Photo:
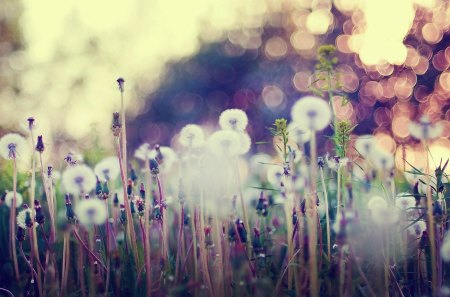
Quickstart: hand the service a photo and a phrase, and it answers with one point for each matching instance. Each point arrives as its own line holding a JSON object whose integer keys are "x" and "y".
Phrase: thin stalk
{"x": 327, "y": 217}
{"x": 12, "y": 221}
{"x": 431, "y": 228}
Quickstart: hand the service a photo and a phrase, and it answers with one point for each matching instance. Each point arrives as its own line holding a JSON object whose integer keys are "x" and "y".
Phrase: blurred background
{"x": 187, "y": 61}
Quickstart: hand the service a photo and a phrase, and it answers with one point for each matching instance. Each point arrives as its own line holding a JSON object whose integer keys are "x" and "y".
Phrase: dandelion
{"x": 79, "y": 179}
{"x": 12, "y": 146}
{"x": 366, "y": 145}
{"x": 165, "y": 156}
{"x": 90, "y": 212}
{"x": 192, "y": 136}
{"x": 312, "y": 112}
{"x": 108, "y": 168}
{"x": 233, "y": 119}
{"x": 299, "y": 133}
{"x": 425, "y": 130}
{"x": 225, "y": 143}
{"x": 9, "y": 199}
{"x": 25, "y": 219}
• • • •
* EXERCISE: Every line from the one containing "Phrase: thin stalk" through the end of the material above should be retyped exactly; please include nothing else.

* PROBLEM SOLUTION:
Phrase: thin stalk
{"x": 327, "y": 217}
{"x": 12, "y": 221}
{"x": 431, "y": 228}
Quickstart: hand the service a photo and a phrase, and it answers with one point for each matching instance. Each point arrives as its own line holding a JSON object whose integer keys are "x" and "y".
Phrase: blurred background
{"x": 187, "y": 61}
Quickstart: hand the service a photo and a phrase, and it answers with one point for each matching instance. Each point arrives as its own line holding a JSON object whose integer keys are "x" and "y".
Phrase: dandelion
{"x": 79, "y": 179}
{"x": 12, "y": 146}
{"x": 366, "y": 145}
{"x": 165, "y": 156}
{"x": 90, "y": 212}
{"x": 192, "y": 136}
{"x": 312, "y": 112}
{"x": 108, "y": 168}
{"x": 233, "y": 119}
{"x": 299, "y": 133}
{"x": 425, "y": 130}
{"x": 225, "y": 143}
{"x": 9, "y": 199}
{"x": 25, "y": 219}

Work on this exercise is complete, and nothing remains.